Present every line of the records below as a numbered list, omitting blank lines.

══ Supplied material ══

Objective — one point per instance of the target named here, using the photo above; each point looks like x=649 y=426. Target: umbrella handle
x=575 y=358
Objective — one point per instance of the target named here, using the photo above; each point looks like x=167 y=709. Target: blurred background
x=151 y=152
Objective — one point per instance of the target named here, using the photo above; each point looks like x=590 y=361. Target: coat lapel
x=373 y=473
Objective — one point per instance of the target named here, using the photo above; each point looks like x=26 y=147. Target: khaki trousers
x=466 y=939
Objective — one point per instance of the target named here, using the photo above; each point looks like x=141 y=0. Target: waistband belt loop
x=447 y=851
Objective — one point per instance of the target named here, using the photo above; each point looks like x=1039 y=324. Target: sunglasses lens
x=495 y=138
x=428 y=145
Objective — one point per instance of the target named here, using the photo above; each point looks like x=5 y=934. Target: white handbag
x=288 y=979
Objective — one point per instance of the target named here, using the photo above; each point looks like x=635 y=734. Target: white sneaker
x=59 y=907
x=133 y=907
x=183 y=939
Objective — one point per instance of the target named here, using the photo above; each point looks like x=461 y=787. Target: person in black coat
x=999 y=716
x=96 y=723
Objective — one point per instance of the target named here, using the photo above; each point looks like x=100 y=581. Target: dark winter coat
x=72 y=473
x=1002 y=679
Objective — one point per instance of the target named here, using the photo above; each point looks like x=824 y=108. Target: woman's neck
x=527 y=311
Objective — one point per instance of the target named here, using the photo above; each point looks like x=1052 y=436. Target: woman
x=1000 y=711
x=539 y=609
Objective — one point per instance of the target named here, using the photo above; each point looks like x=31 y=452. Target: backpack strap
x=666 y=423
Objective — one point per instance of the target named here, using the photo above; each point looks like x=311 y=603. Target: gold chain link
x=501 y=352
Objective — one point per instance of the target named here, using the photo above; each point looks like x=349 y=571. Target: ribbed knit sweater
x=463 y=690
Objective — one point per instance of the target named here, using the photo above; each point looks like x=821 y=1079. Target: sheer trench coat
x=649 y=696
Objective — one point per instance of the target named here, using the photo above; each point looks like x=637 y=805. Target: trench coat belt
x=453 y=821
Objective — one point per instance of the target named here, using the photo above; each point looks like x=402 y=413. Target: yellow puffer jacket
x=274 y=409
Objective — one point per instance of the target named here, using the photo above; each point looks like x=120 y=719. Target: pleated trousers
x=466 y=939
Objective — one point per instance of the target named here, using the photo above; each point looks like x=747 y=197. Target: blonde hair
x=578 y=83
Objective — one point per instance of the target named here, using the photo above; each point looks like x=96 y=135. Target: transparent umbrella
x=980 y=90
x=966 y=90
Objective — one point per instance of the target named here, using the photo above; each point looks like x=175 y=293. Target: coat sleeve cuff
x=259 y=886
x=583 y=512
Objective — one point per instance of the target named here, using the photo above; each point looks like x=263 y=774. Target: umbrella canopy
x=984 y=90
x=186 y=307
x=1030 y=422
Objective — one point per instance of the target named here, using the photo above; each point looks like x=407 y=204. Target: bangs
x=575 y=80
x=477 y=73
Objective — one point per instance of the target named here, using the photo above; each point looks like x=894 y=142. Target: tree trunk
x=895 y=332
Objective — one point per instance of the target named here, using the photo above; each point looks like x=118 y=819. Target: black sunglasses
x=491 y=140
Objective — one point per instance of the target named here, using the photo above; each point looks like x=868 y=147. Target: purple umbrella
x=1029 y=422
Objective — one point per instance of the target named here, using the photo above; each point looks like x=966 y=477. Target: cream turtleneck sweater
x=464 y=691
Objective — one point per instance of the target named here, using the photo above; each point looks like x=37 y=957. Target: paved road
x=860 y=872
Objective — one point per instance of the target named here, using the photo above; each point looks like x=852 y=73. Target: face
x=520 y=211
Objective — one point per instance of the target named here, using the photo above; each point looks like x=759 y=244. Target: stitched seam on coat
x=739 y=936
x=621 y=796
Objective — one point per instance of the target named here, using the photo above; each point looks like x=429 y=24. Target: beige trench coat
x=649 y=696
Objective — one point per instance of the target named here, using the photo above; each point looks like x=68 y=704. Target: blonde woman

═══

• [Full output]:
1. Objective — one point per instance of the target named here, using the photo above; each point looks like x=649 y=426. Target: umbrella handle
2. x=575 y=358
3. Objective — one point per instance of the target named here, using the photo above; each point looks like x=167 y=709. Target: blurred background
4. x=151 y=152
5. Objective — one point per instance of the target named here, using the photo above; each point looks like x=590 y=361. Target: coat lapel
6. x=373 y=473
7. Objective — one point per instance of the target named here, using the photo above; each point looks like x=26 y=147. Target: khaki trousers
8. x=466 y=939
9. Objective — one point per instance of the target named here, using the photo above; each point looks like x=141 y=0. Target: waistband belt loop
10. x=447 y=851
11. Objective — one point per instance of the target named here, using the photo above; each point looks like x=1039 y=324. Target: sunglasses lens
12. x=495 y=138
13. x=428 y=145
14. Objective — one point per instance of the target named here, using the photo above; each point looks like x=5 y=934. Target: white handbag
15. x=288 y=979
16. Objective — one point per instance of the target named here, using the photo above; each point looks like x=635 y=734. Target: white sneaker
17. x=59 y=907
18. x=133 y=907
19. x=183 y=939
20. Objective — one point per instance of the target named here, using the photo above; each point looks like x=461 y=787. Target: person in black coat
21. x=999 y=716
22. x=96 y=723
23. Objective — one point per instance of the target named here, using the photo above; each point looks like x=100 y=581. Target: dark winter coat
24. x=72 y=473
25. x=1002 y=679
26. Objective — one point per instance of the target named here, using the photo above; each point looks like x=824 y=108. Target: woman's neck
27. x=527 y=311
28. Objective — one point per instance of the target named here, using the photo above; each point looks like x=1052 y=436. Target: woman
29. x=1000 y=711
30. x=539 y=609
31. Objective — one point per instance of the target named here, using the photo above; each point looks like x=31 y=452. Target: backpack strap
32. x=666 y=423
33. Objective — one point per instance of the target named here, using the photo above; each point looks like x=311 y=603. Target: gold chain link
34. x=501 y=352
35. Objective — one point per instance of the target named here, using the photo above; each point looks like x=349 y=571. Target: ribbed knit sweater
36. x=463 y=690
37. Objective — one point per instance of the target named here, using the photo above; each point looks like x=821 y=1079. Target: sheer trench coat
38. x=649 y=696
39. Objective — one point per instance of the target named here, using the photo above; each point looks like x=637 y=805. Target: trench coat belt
40. x=453 y=821
41. Objective — one point per instance of the target named here, using the photo above; each point looks like x=402 y=413. Target: yellow puffer jacket
42. x=274 y=409
43. Objective — one point per instance of the target named here, using the photo above; each point looks like x=120 y=719. Target: pleated trousers
44. x=466 y=939
45. Objective — one point per instance of the target named here, using the photo above; each point looks like x=747 y=197. Target: blonde hair
46. x=578 y=83
47. Objective — one point per instance of the target named here, using the photo above; each point looks like x=96 y=135. Target: transparent umbrella
48. x=980 y=90
49. x=966 y=90
50. Objective — one point per instance of the target named here, using the photo above; each point looks like x=175 y=293. Target: coat sleeve cuff
51. x=259 y=886
52. x=583 y=512
53. Objective — one point per instance of the target named here, using the photo above; each point looks like x=263 y=774. Target: umbrella canopy
54. x=984 y=90
55. x=186 y=307
56. x=1030 y=422
57. Objective — one point per instance of the target named here, using the photo above; each point looks like x=407 y=204. Target: bangs
58. x=575 y=80
59. x=477 y=73
60. Objective — one point per instance of the target named here, using the photo above; each point looks like x=894 y=142. Target: tree trunk
61. x=895 y=332
62. Objective — one point per instance of the target named here, using the photo above; each point looks like x=118 y=819. Target: black sunglasses
63. x=491 y=140
64. Objective — one point per instance of the target named here, using the photo above; each point looks like x=868 y=147. Target: purple umbrella
65. x=1029 y=422
66. Objective — one point per instance of the target named here, using the photo above; each point looks like x=966 y=477. Target: cream turtleneck sweater
67. x=464 y=691
68. Objective — one point per instance of the target named here, using the photo above; each point looks like x=37 y=957. Target: paved road
69. x=860 y=872
70. Objective — one point per instance of the target named here, using the photo above; each point looks like x=852 y=73. Target: face
71. x=520 y=211
72. Objective — one point per instance of the target named here, using the photo above; each point looks like x=759 y=244. Target: stitched seam on coat
73. x=739 y=936
74. x=621 y=796
75. Objective — one point per instance of the target named here, using the photo above; each point looks like x=429 y=24. Target: beige trench coat
76. x=649 y=696
77. Objective — one point per instance of the target named here, using the photo above; each point looks like x=68 y=704. Target: blonde woman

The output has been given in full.